*Texte étudié*
• • •

Carole ULMER
Directrice des études de Confrontations Europe
Fort de son écosystème numérique, le Royaume-Uni était un fervent partisan du Marché unique numérique,
prôné par la Commission européenne, et l’un des pays membres les plus actifs dans les discussions sur les dossiers
relatifs à la régulation de ce secteur. Quelles seront les implications du Brexit sur l’équilibre des débats
européens en la matière et sur le secteur du numérique en Europe plus globalement ?
Avec sa myriade de start-up innovantes – plus de 40 % des licornes européennes, ses centres de formation d’excellence, son capital humain envié et la puissance de son capital-risque, Londres s’est imposé comme un hub digital majeur – voire comme le hub digital – de l’Union européenne ces dernières années. Si bien que la perspective du Brexit inquiète l’écosystème digital européen.

• • •

*Données étudiées*
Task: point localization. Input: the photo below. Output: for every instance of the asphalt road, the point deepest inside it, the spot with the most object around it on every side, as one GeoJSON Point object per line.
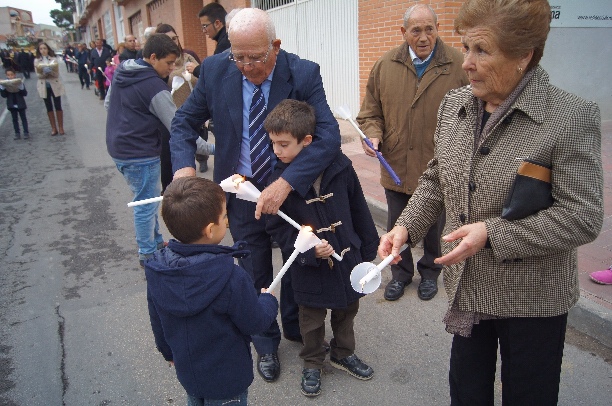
{"type": "Point", "coordinates": [74, 327]}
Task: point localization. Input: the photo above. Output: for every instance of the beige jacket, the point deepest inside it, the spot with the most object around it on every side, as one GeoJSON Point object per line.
{"type": "Point", "coordinates": [400, 110]}
{"type": "Point", "coordinates": [531, 269]}
{"type": "Point", "coordinates": [56, 84]}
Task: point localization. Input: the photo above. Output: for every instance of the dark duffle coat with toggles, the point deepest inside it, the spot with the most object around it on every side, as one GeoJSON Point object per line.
{"type": "Point", "coordinates": [340, 200]}
{"type": "Point", "coordinates": [531, 269]}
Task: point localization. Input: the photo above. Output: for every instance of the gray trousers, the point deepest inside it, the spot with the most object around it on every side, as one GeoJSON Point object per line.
{"type": "Point", "coordinates": [312, 328]}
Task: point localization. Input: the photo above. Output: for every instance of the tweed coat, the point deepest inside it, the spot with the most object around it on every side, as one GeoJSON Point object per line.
{"type": "Point", "coordinates": [56, 84]}
{"type": "Point", "coordinates": [343, 204]}
{"type": "Point", "coordinates": [400, 109]}
{"type": "Point", "coordinates": [531, 269]}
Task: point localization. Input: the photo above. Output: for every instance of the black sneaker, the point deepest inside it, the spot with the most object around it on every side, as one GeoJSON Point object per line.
{"type": "Point", "coordinates": [311, 382]}
{"type": "Point", "coordinates": [354, 366]}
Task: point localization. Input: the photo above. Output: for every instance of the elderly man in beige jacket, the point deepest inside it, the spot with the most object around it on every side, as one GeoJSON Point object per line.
{"type": "Point", "coordinates": [398, 114]}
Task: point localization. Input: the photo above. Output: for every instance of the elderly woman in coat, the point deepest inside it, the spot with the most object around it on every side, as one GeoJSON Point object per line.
{"type": "Point", "coordinates": [49, 86]}
{"type": "Point", "coordinates": [510, 268]}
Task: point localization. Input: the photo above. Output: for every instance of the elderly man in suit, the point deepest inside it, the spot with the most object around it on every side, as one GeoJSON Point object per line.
{"type": "Point", "coordinates": [256, 74]}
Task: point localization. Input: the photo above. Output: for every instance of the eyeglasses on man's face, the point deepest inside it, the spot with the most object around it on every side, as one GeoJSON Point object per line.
{"type": "Point", "coordinates": [239, 59]}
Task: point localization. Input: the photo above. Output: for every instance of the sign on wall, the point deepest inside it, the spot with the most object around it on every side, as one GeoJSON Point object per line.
{"type": "Point", "coordinates": [586, 13]}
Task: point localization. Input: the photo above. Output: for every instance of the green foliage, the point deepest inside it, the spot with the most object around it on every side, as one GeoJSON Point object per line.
{"type": "Point", "coordinates": [63, 18]}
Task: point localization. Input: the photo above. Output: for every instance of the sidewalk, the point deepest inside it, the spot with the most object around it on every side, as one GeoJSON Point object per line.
{"type": "Point", "coordinates": [593, 313]}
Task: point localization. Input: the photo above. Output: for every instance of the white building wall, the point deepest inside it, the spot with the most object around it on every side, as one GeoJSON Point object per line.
{"type": "Point", "coordinates": [325, 32]}
{"type": "Point", "coordinates": [578, 60]}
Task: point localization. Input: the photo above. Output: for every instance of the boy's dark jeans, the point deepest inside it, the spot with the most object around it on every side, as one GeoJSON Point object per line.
{"type": "Point", "coordinates": [16, 113]}
{"type": "Point", "coordinates": [312, 327]}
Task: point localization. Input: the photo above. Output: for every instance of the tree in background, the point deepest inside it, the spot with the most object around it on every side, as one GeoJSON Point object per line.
{"type": "Point", "coordinates": [64, 18]}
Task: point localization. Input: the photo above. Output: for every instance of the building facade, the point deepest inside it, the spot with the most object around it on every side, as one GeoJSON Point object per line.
{"type": "Point", "coordinates": [346, 37]}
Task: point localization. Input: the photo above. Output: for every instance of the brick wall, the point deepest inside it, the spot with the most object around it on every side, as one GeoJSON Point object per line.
{"type": "Point", "coordinates": [192, 36]}
{"type": "Point", "coordinates": [379, 29]}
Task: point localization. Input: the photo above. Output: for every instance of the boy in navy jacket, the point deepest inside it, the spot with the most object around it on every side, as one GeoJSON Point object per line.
{"type": "Point", "coordinates": [336, 209]}
{"type": "Point", "coordinates": [203, 307]}
{"type": "Point", "coordinates": [15, 103]}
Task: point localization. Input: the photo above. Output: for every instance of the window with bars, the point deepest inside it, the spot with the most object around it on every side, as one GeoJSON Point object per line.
{"type": "Point", "coordinates": [270, 4]}
{"type": "Point", "coordinates": [108, 30]}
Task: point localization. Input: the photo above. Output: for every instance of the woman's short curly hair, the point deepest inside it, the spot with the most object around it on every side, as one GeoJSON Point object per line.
{"type": "Point", "coordinates": [518, 25]}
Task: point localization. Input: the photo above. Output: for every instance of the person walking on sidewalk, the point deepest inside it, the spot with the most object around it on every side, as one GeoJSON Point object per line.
{"type": "Point", "coordinates": [335, 207]}
{"type": "Point", "coordinates": [15, 103]}
{"type": "Point", "coordinates": [237, 92]}
{"type": "Point", "coordinates": [140, 108]}
{"type": "Point", "coordinates": [398, 114]}
{"type": "Point", "coordinates": [82, 57]}
{"type": "Point", "coordinates": [98, 57]}
{"type": "Point", "coordinates": [517, 169]}
{"type": "Point", "coordinates": [50, 87]}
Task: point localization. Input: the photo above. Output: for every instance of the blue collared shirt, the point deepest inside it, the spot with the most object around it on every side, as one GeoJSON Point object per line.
{"type": "Point", "coordinates": [244, 164]}
{"type": "Point", "coordinates": [416, 60]}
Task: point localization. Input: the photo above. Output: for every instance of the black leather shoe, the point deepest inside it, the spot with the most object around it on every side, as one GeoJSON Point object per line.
{"type": "Point", "coordinates": [395, 289]}
{"type": "Point", "coordinates": [297, 339]}
{"type": "Point", "coordinates": [428, 289]}
{"type": "Point", "coordinates": [354, 366]}
{"type": "Point", "coordinates": [268, 367]}
{"type": "Point", "coordinates": [311, 382]}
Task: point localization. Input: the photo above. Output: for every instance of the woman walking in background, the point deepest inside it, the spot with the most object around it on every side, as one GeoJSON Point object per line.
{"type": "Point", "coordinates": [49, 86]}
{"type": "Point", "coordinates": [179, 96]}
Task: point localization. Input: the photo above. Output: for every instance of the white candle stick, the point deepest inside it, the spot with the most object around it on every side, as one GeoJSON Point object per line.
{"type": "Point", "coordinates": [145, 201]}
{"type": "Point", "coordinates": [375, 271]}
{"type": "Point", "coordinates": [304, 241]}
{"type": "Point", "coordinates": [366, 277]}
{"type": "Point", "coordinates": [245, 190]}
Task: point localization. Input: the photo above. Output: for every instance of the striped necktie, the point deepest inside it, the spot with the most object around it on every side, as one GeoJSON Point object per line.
{"type": "Point", "coordinates": [259, 140]}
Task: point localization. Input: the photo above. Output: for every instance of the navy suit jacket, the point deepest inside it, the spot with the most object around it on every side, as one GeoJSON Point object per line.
{"type": "Point", "coordinates": [218, 96]}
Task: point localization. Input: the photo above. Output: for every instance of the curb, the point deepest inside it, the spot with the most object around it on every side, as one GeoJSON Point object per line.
{"type": "Point", "coordinates": [586, 316]}
{"type": "Point", "coordinates": [592, 319]}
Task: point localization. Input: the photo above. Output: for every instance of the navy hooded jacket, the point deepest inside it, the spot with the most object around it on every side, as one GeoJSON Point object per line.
{"type": "Point", "coordinates": [140, 108]}
{"type": "Point", "coordinates": [341, 203]}
{"type": "Point", "coordinates": [203, 311]}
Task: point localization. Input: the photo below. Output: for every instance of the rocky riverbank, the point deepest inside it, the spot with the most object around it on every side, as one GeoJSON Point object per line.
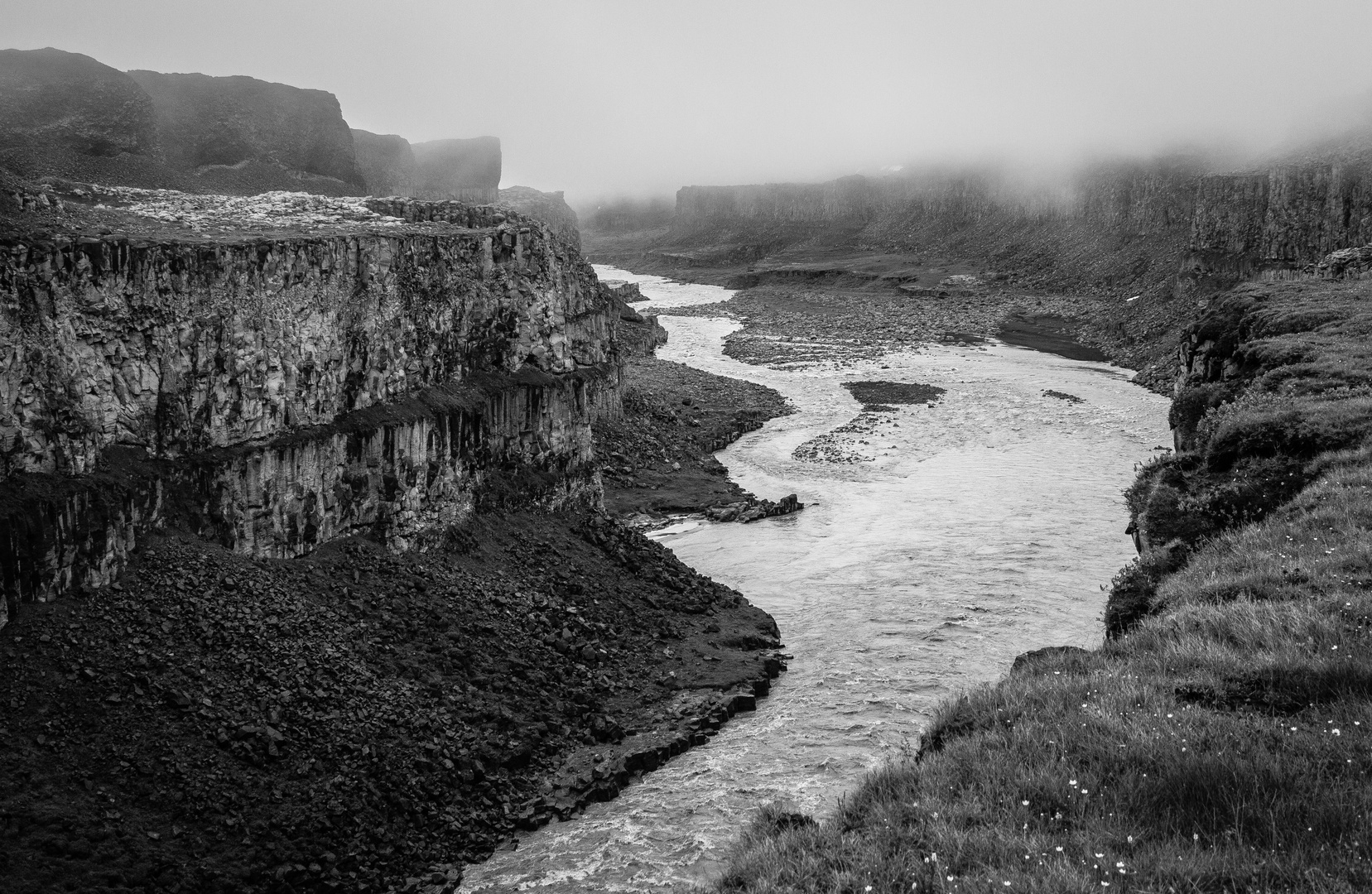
{"type": "Point", "coordinates": [659, 455]}
{"type": "Point", "coordinates": [1219, 739]}
{"type": "Point", "coordinates": [212, 722]}
{"type": "Point", "coordinates": [833, 305]}
{"type": "Point", "coordinates": [330, 632]}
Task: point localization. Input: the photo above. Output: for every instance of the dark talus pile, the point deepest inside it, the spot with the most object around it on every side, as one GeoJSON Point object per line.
{"type": "Point", "coordinates": [217, 723]}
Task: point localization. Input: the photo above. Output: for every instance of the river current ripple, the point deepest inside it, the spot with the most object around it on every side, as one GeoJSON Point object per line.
{"type": "Point", "coordinates": [975, 530]}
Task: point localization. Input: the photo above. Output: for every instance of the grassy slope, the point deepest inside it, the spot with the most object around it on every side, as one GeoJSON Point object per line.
{"type": "Point", "coordinates": [1221, 741]}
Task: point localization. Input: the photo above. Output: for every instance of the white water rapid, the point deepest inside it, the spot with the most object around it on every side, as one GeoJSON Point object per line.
{"type": "Point", "coordinates": [966, 534]}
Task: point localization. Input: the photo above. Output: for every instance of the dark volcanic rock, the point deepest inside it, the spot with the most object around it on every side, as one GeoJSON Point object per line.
{"type": "Point", "coordinates": [65, 102]}
{"type": "Point", "coordinates": [468, 171]}
{"type": "Point", "coordinates": [545, 206]}
{"type": "Point", "coordinates": [386, 163]}
{"type": "Point", "coordinates": [206, 121]}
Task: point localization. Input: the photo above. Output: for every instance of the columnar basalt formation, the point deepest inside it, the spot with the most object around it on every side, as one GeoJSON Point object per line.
{"type": "Point", "coordinates": [282, 391]}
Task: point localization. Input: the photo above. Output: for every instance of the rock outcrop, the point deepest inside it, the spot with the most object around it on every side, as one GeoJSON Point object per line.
{"type": "Point", "coordinates": [467, 171]}
{"type": "Point", "coordinates": [208, 123]}
{"type": "Point", "coordinates": [68, 115]}
{"type": "Point", "coordinates": [544, 206]}
{"type": "Point", "coordinates": [1167, 225]}
{"type": "Point", "coordinates": [62, 112]}
{"type": "Point", "coordinates": [386, 163]}
{"type": "Point", "coordinates": [277, 392]}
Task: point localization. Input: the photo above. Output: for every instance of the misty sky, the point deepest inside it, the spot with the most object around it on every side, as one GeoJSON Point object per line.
{"type": "Point", "coordinates": [643, 98]}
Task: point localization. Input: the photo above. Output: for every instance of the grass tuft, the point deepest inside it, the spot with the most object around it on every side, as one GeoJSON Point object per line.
{"type": "Point", "coordinates": [1221, 738]}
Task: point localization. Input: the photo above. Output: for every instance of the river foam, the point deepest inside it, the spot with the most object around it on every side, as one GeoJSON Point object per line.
{"type": "Point", "coordinates": [960, 535]}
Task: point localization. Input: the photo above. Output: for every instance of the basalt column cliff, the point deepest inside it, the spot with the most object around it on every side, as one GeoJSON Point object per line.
{"type": "Point", "coordinates": [378, 373]}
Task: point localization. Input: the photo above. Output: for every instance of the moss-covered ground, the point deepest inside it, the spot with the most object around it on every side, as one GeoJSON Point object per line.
{"type": "Point", "coordinates": [1221, 737]}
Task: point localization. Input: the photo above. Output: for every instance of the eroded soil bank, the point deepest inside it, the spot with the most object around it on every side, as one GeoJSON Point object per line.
{"type": "Point", "coordinates": [344, 722]}
{"type": "Point", "coordinates": [1219, 739]}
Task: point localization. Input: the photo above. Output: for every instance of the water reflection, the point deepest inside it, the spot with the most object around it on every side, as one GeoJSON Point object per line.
{"type": "Point", "coordinates": [977, 530]}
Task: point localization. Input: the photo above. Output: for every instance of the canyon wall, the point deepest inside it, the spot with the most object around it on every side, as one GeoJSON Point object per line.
{"type": "Point", "coordinates": [273, 394]}
{"type": "Point", "coordinates": [467, 171]}
{"type": "Point", "coordinates": [1167, 223]}
{"type": "Point", "coordinates": [386, 162]}
{"type": "Point", "coordinates": [549, 207]}
{"type": "Point", "coordinates": [221, 123]}
{"type": "Point", "coordinates": [68, 115]}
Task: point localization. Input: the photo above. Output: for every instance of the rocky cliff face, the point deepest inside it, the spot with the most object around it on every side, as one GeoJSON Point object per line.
{"type": "Point", "coordinates": [277, 392]}
{"type": "Point", "coordinates": [1278, 219]}
{"type": "Point", "coordinates": [205, 121]}
{"type": "Point", "coordinates": [547, 207]}
{"type": "Point", "coordinates": [386, 162]}
{"type": "Point", "coordinates": [1196, 228]}
{"type": "Point", "coordinates": [68, 115]}
{"type": "Point", "coordinates": [467, 171]}
{"type": "Point", "coordinates": [62, 110]}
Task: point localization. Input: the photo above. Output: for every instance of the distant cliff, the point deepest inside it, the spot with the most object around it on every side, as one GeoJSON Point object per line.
{"type": "Point", "coordinates": [68, 115]}
{"type": "Point", "coordinates": [544, 206]}
{"type": "Point", "coordinates": [209, 123]}
{"type": "Point", "coordinates": [386, 163]}
{"type": "Point", "coordinates": [64, 112]}
{"type": "Point", "coordinates": [1157, 225]}
{"type": "Point", "coordinates": [467, 171]}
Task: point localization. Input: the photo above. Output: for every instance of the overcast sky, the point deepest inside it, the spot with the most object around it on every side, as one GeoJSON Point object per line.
{"type": "Point", "coordinates": [601, 98]}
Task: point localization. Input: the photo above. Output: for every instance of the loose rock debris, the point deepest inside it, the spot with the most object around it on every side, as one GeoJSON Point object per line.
{"type": "Point", "coordinates": [355, 720]}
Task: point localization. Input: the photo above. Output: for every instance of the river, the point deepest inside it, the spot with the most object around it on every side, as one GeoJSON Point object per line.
{"type": "Point", "coordinates": [936, 546]}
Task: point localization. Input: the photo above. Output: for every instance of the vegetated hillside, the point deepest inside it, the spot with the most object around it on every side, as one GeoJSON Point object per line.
{"type": "Point", "coordinates": [1220, 739]}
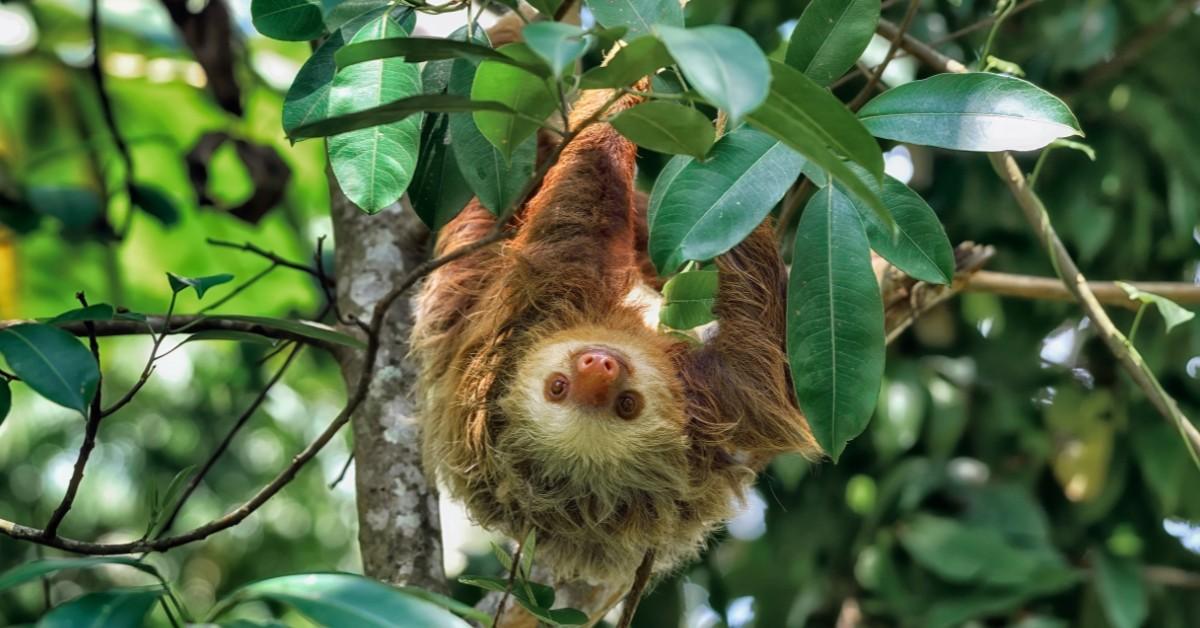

• • •

*Exercice*
Dans le texte étudié, recopiez tout le passage depuis "Carole ULMER" jusqu'à "plus globalement ?", en substituant "ardent" à "fervent".

*Corrigé*
Carole ULMER
Directrice des études de Confrontations Europe
Fort de son écosystème numérique, le Royaume-Uni était un ardent partisan du Marché unique numérique,
prôné par la Commission européenne, et l’un des pays membres les plus actifs dans les discussions sur les dossiers
relatifs à la régulation de ce secteur. Quelles seront les implications du Brexit sur l’équilibre des débats
européens en la matière et sur le secteur du numérique en Europe plus globalement ?